TRY IT
Exactly the lines from the one with "# mark a point on each instance of the white sand" through the end of the material are to be output, both included, with no other text.

MATERIAL PROVIDED
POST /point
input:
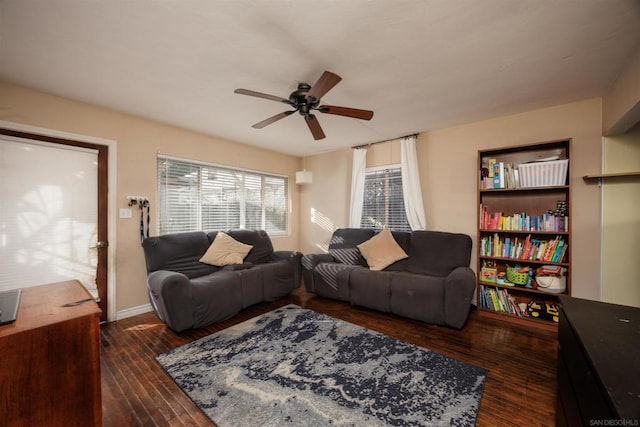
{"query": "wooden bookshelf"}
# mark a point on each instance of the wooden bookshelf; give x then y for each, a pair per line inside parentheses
(523, 224)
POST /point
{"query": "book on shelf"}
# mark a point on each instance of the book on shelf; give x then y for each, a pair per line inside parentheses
(527, 249)
(521, 221)
(500, 175)
(499, 300)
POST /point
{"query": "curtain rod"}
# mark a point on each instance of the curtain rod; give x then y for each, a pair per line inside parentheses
(381, 142)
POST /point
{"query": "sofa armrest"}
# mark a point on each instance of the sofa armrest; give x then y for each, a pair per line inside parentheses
(309, 263)
(170, 296)
(294, 258)
(458, 293)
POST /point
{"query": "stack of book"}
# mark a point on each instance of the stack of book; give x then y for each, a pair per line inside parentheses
(498, 299)
(499, 175)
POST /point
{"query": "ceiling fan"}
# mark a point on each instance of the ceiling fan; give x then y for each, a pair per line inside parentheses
(306, 99)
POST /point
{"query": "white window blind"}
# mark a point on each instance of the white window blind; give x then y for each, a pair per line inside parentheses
(383, 203)
(48, 214)
(197, 196)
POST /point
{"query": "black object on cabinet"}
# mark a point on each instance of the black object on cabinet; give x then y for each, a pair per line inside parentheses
(598, 364)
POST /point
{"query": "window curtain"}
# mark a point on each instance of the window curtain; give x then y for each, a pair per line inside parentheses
(412, 192)
(357, 186)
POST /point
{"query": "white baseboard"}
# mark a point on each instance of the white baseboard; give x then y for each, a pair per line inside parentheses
(133, 311)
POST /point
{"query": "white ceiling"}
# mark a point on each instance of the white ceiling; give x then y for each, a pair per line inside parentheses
(418, 64)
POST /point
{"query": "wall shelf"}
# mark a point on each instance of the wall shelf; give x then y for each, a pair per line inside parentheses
(611, 175)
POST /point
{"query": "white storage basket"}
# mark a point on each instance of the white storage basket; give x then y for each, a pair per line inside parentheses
(543, 174)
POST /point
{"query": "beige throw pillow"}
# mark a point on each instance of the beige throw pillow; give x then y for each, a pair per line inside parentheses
(225, 250)
(381, 250)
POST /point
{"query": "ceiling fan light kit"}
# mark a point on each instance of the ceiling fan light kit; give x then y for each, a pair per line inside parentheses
(305, 100)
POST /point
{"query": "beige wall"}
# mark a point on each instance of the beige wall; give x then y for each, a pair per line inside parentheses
(448, 162)
(138, 141)
(621, 222)
(621, 104)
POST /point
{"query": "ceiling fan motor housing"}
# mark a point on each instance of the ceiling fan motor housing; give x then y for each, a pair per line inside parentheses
(301, 102)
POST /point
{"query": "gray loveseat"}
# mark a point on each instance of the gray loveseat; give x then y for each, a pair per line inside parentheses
(186, 293)
(434, 284)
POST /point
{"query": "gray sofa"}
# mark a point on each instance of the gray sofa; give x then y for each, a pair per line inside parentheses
(434, 284)
(186, 293)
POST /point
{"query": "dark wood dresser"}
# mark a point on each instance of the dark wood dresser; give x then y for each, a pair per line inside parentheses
(598, 364)
(50, 359)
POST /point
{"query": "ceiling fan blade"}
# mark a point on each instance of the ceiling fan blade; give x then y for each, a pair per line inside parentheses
(347, 112)
(314, 126)
(261, 95)
(272, 119)
(324, 84)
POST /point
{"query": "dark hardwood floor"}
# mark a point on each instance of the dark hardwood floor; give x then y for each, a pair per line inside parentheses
(520, 388)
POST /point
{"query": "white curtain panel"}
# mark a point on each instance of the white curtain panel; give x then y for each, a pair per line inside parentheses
(357, 187)
(412, 193)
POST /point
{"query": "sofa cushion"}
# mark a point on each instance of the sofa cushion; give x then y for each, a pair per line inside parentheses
(419, 297)
(344, 242)
(262, 250)
(225, 250)
(438, 253)
(403, 238)
(331, 279)
(381, 250)
(178, 252)
(371, 289)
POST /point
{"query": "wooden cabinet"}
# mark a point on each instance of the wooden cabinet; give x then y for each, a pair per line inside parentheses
(598, 368)
(50, 359)
(524, 232)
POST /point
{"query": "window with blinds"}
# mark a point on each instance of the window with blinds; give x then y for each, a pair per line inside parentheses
(383, 201)
(196, 196)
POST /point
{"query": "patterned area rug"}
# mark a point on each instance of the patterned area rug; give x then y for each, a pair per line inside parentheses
(297, 367)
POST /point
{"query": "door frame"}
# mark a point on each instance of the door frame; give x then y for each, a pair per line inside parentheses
(111, 313)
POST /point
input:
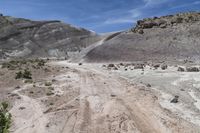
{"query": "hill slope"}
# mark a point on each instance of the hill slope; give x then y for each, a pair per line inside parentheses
(173, 37)
(26, 38)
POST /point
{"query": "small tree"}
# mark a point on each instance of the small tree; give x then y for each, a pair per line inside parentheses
(19, 75)
(27, 74)
(5, 118)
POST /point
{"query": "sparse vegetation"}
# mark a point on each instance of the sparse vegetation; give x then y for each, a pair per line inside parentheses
(48, 83)
(26, 74)
(18, 64)
(5, 118)
(49, 93)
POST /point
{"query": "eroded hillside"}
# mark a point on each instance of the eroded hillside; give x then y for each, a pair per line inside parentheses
(168, 38)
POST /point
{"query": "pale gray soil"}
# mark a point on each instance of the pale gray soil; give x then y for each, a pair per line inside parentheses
(90, 98)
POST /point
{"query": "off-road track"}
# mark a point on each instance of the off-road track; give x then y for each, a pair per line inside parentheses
(106, 103)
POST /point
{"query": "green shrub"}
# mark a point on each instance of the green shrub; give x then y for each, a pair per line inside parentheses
(49, 93)
(48, 84)
(28, 81)
(5, 118)
(19, 75)
(26, 74)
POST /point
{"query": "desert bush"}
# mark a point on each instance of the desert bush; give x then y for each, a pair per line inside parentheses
(26, 74)
(48, 83)
(49, 93)
(19, 75)
(5, 118)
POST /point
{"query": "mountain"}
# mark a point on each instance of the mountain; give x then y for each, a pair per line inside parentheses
(167, 38)
(25, 38)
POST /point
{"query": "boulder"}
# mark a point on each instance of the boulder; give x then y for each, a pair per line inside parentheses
(192, 69)
(111, 65)
(139, 66)
(175, 99)
(164, 66)
(181, 69)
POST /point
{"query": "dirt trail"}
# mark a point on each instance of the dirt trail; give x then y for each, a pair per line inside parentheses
(103, 107)
(105, 103)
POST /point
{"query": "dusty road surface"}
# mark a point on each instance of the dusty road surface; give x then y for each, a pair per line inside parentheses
(88, 99)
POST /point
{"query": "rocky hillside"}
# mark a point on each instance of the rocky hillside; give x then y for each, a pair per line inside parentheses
(168, 38)
(26, 38)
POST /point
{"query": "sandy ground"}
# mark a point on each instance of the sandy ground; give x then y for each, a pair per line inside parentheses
(91, 99)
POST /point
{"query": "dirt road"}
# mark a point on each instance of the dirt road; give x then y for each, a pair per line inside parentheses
(105, 103)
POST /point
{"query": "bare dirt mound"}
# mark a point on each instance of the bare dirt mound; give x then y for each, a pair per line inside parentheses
(173, 37)
(26, 38)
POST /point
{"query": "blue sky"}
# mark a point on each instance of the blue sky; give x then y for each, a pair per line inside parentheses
(97, 15)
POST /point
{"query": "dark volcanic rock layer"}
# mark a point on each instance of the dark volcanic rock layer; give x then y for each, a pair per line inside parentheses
(26, 38)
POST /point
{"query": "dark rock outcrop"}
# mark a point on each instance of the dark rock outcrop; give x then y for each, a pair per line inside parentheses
(25, 38)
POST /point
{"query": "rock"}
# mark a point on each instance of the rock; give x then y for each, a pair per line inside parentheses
(148, 85)
(115, 68)
(164, 66)
(121, 64)
(156, 66)
(181, 69)
(21, 108)
(140, 31)
(175, 99)
(111, 65)
(17, 87)
(192, 69)
(139, 66)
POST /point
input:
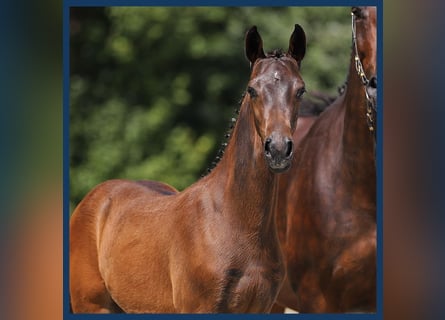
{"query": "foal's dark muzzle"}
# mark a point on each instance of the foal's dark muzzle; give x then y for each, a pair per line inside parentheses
(278, 152)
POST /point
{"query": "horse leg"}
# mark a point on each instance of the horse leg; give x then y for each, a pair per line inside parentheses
(87, 288)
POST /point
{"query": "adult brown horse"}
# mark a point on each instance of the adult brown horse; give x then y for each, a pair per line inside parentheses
(143, 247)
(329, 195)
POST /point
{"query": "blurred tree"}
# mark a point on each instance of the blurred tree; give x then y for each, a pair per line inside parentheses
(152, 88)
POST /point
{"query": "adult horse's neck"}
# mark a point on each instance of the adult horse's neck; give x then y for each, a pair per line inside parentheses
(248, 186)
(358, 144)
(356, 136)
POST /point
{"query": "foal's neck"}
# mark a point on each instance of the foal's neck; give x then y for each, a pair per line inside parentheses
(356, 134)
(248, 186)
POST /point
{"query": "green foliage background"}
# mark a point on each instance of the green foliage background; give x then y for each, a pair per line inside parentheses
(152, 89)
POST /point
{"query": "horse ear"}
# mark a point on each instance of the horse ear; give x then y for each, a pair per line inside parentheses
(254, 45)
(297, 44)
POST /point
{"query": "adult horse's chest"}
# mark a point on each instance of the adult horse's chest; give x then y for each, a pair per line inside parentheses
(253, 289)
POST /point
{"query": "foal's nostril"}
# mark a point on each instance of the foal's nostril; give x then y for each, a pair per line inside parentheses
(289, 147)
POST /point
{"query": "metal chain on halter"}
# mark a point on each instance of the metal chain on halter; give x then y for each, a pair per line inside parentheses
(361, 73)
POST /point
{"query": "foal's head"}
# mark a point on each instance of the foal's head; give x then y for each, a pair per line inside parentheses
(273, 94)
(364, 20)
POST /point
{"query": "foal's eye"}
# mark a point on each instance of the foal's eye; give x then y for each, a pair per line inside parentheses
(252, 92)
(300, 92)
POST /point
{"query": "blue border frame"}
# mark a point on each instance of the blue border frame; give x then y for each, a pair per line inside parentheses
(67, 4)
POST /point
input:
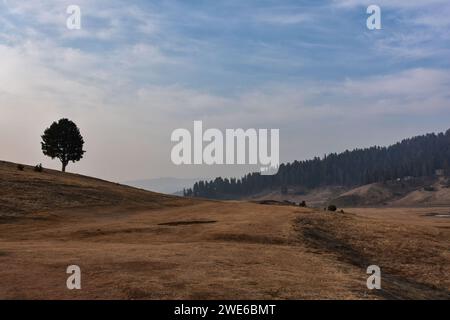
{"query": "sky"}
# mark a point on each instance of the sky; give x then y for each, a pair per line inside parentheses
(137, 70)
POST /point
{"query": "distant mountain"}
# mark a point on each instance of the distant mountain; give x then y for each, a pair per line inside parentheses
(421, 156)
(166, 185)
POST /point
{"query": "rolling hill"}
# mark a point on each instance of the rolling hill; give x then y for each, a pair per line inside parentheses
(134, 244)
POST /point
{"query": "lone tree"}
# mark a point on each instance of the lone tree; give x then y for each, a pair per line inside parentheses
(63, 141)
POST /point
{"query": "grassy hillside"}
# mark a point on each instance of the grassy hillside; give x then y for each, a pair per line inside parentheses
(28, 191)
(134, 244)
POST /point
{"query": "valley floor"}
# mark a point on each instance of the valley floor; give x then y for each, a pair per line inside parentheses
(225, 250)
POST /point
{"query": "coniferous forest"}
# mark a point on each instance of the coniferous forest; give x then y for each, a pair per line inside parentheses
(416, 157)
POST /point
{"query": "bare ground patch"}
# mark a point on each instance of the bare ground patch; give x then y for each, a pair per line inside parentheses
(414, 263)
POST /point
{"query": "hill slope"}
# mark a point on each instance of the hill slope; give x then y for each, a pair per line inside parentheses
(133, 244)
(29, 191)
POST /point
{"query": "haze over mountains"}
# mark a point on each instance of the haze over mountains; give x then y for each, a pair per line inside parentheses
(168, 185)
(422, 156)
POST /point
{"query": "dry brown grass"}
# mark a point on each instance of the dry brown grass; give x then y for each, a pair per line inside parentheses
(133, 244)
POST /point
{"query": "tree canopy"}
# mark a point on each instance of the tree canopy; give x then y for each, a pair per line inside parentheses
(63, 140)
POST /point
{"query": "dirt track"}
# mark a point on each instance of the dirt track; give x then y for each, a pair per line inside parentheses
(132, 244)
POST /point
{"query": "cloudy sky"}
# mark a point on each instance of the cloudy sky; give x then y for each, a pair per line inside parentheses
(137, 70)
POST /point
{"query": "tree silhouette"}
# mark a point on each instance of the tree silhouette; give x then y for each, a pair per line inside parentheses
(63, 140)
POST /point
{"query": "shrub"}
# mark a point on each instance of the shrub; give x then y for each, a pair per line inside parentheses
(332, 207)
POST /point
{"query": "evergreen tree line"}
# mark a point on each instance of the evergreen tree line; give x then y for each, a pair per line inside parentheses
(416, 157)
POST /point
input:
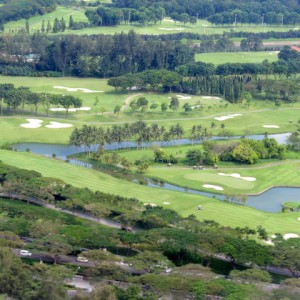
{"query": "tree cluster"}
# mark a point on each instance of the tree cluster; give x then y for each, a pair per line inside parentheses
(153, 79)
(88, 136)
(226, 10)
(96, 56)
(17, 99)
(247, 151)
(111, 16)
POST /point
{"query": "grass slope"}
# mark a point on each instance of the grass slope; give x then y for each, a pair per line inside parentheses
(237, 57)
(185, 204)
(283, 174)
(165, 27)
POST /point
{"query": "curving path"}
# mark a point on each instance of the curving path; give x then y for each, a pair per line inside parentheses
(85, 216)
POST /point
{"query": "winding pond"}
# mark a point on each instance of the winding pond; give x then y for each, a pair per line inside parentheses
(269, 201)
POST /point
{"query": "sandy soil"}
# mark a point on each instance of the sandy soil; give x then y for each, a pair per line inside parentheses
(33, 123)
(215, 187)
(223, 118)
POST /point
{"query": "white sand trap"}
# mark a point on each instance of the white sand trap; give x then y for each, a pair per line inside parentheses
(223, 118)
(84, 108)
(215, 187)
(271, 126)
(70, 109)
(211, 97)
(237, 175)
(290, 236)
(33, 123)
(178, 28)
(84, 90)
(59, 125)
(269, 242)
(150, 204)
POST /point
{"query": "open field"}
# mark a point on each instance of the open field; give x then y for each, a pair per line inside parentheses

ANSWER AREA
# mark a point on each instance of the white sand trap; give x then y for each, a pair per line inside parentheses
(223, 118)
(84, 108)
(215, 187)
(271, 126)
(70, 109)
(211, 97)
(237, 175)
(290, 236)
(33, 123)
(178, 28)
(84, 90)
(59, 125)
(269, 242)
(150, 204)
POST /point
{"query": "open field"}
# mark a point on each instance of the open field; give x then y for each, a pair per line inside parentheses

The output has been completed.